start Excerpted data

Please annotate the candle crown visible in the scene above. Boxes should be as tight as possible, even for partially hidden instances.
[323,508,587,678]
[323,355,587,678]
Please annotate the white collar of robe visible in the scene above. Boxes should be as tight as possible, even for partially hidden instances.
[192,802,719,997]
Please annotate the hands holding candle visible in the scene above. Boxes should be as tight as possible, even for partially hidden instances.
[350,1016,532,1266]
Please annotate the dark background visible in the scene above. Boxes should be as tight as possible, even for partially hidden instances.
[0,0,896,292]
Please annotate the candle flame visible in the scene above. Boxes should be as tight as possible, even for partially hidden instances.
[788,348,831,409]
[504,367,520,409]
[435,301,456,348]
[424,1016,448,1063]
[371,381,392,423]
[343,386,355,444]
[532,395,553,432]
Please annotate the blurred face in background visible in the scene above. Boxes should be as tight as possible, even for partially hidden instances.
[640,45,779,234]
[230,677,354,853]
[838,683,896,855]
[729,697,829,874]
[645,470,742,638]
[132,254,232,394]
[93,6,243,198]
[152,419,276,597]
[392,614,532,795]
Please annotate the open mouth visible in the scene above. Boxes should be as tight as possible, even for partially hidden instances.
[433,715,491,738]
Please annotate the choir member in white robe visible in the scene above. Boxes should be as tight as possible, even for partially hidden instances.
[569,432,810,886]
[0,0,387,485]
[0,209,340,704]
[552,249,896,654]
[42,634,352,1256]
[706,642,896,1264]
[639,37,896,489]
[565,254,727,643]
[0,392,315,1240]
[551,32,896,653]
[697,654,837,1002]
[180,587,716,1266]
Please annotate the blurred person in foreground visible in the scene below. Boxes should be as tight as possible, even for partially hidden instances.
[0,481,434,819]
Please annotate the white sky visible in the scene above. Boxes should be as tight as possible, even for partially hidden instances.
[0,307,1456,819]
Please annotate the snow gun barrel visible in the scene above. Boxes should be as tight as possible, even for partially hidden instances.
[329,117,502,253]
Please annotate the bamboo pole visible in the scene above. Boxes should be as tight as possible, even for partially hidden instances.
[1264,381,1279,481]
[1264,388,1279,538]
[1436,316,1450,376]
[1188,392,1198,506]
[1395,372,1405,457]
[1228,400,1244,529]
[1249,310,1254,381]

end Excerpted data

Description of the task
Can you reproduce every one of the rows above word for word, with nothing changed?

In response
Please annotate the candle crown visible in the scene above. Boxes should be as tight as possible, even for partially hidden instances.
[323,508,587,678]
[323,355,587,678]
Please annotate the white collar of robe visible in the scene above. Boxes should be as tight as possible, even for partially hidden instances.
[192,802,719,997]
Please annotate the hands holding candle visible in the scene above. Boxes should be as tight as possible, even for partially hidden instances.
[350,1016,532,1266]
Please annotate the dark background visible in the scene above. Boxes should be as tight as possible, even for partially hidden instances.
[0,0,896,292]
Please annotate the candle flame visible in the scene above. Boxes should be as tight as possible, even for partially hidden instances.
[788,348,831,409]
[504,367,520,409]
[435,301,456,348]
[424,1016,448,1063]
[371,381,392,423]
[343,386,355,444]
[532,395,553,432]
Please annotate the blurred face in background visible in the scene above. Boxes should be as tight as possible, even for partially hidden instances.
[640,45,779,234]
[230,677,354,853]
[838,683,896,855]
[729,697,829,874]
[645,470,742,638]
[132,254,232,394]
[93,6,243,198]
[152,419,276,597]
[392,614,532,795]
Please annotate the open mouth visible in the scene above. Boxes should be as tight as possible, even for partially hidden instances.
[433,715,491,738]
Please annotate the choir member in white robe visible in the scene above. Boxes should be as tight as possible, even for partially hidden instances.
[569,432,810,886]
[0,0,387,485]
[0,209,340,704]
[552,249,896,654]
[42,634,352,1256]
[706,642,896,1264]
[639,37,896,489]
[565,254,727,643]
[0,392,315,1240]
[551,32,896,653]
[697,654,837,1002]
[180,587,716,1266]
Please annotate the blurred person in foreground visible in the scene below. Boxes should be as tight as possible, even for partially hidden instances.
[0,481,434,819]
Please annotate the white sky visible in the scene above. Boxes should be as tight as possible, even for partially hidden instances.
[0,307,1456,819]
Please annotate the snow gun barrel visible in the scene above. Boxes should be as tight as possible, even for partially hidden instances.
[329,117,502,253]
Please annotate the bamboo pole visible in the scene above. Boxes should be as tight as possible, even for partially hidden instances.
[1264,381,1279,481]
[1264,388,1279,538]
[1436,316,1450,376]
[1188,392,1198,506]
[1395,372,1405,457]
[1228,400,1244,529]
[1249,310,1254,381]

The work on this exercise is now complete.